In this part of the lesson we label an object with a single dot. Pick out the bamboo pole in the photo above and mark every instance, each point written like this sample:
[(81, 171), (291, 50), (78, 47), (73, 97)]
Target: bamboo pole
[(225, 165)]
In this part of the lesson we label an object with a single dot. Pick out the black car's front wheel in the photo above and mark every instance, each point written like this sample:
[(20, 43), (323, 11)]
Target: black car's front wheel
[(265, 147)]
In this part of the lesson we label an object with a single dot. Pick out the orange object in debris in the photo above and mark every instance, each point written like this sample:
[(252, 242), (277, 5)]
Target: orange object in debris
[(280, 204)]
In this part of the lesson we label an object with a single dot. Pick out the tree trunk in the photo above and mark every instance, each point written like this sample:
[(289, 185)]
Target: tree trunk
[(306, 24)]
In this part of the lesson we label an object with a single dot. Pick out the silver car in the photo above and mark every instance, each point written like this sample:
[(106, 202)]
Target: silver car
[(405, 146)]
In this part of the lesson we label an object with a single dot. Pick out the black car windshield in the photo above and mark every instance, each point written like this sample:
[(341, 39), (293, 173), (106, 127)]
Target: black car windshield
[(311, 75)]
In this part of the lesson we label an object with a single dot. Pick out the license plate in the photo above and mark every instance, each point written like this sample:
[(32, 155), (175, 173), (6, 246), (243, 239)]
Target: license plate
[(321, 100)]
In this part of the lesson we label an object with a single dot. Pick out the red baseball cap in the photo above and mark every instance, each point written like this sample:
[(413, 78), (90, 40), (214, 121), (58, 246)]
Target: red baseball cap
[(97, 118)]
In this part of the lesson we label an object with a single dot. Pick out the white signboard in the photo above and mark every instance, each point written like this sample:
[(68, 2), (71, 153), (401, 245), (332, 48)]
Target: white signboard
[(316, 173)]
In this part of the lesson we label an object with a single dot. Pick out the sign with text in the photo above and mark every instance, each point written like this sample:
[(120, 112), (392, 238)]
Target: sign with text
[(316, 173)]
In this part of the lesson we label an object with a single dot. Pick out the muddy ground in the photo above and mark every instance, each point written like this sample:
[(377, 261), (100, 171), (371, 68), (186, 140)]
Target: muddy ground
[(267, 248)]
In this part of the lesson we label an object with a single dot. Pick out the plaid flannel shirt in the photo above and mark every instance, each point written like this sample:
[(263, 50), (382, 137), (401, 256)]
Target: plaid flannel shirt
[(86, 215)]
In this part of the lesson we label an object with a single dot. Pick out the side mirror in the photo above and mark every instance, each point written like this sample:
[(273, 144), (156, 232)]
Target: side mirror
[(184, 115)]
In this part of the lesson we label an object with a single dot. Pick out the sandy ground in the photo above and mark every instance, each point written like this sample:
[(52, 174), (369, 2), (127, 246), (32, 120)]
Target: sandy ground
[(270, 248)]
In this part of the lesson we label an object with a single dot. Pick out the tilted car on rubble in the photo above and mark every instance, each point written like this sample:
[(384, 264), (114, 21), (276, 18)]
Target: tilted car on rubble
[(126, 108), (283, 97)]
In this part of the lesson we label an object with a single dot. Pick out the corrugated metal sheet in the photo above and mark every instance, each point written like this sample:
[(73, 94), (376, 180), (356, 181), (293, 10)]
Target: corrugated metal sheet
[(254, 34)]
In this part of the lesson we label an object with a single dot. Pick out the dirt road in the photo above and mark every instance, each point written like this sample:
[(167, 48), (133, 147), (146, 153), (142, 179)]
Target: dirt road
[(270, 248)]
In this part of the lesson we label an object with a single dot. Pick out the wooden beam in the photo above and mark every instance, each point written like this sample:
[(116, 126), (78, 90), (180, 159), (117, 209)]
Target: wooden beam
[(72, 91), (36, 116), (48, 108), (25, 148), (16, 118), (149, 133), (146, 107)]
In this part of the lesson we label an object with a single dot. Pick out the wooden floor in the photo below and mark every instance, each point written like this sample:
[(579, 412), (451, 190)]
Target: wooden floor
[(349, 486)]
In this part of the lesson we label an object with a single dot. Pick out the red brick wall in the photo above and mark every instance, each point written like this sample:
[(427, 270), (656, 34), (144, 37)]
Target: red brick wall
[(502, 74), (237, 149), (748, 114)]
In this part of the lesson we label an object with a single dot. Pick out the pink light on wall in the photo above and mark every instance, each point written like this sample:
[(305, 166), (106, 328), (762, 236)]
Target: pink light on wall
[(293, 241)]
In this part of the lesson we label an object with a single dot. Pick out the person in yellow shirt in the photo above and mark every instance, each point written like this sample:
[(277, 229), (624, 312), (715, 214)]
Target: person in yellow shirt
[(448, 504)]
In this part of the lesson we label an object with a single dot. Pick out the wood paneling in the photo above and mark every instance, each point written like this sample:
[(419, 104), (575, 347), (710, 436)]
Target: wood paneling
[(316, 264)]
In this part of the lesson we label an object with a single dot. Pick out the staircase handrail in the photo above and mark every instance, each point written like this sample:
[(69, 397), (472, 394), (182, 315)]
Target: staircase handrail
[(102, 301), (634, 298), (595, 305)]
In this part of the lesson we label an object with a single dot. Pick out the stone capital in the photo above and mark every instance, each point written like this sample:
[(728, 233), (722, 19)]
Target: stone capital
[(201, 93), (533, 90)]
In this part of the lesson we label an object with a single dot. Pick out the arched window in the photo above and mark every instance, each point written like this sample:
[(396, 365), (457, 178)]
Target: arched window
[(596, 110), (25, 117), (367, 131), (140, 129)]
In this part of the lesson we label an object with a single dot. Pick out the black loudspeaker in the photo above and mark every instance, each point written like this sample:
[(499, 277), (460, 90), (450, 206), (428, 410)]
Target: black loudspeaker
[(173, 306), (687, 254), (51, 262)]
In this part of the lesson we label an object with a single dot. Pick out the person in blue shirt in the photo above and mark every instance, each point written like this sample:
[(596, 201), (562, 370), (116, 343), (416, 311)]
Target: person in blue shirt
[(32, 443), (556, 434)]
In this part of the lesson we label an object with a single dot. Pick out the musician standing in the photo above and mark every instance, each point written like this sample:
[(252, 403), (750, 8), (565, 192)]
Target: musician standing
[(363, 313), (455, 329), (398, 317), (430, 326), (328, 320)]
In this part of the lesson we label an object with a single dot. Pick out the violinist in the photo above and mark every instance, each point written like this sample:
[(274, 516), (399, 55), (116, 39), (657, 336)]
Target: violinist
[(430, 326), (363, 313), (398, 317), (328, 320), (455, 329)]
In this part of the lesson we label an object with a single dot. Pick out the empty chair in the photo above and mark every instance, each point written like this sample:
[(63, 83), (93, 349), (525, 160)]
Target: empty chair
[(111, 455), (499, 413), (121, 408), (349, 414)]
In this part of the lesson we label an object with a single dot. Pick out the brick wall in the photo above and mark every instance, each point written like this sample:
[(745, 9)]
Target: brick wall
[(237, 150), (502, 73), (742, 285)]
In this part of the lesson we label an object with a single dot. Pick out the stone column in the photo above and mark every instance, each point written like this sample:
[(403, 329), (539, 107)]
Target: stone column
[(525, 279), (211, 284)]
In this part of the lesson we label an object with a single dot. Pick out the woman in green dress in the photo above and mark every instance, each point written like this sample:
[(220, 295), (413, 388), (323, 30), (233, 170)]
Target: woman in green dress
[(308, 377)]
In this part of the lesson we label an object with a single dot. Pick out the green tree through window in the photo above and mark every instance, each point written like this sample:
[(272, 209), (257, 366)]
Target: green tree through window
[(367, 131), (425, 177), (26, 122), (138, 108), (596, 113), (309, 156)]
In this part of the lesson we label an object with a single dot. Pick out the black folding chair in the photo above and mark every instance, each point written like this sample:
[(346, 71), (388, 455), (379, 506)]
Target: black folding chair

## WHAT TO DO
Collect the complete line wherever the string "folding" appears in the records.

## WRITTEN ANSWER
In this part of the lesson we label an object with a single dot. Pick out the black folding chair in the photo above and mark every instance, each point written like this sample:
Target: black folding chair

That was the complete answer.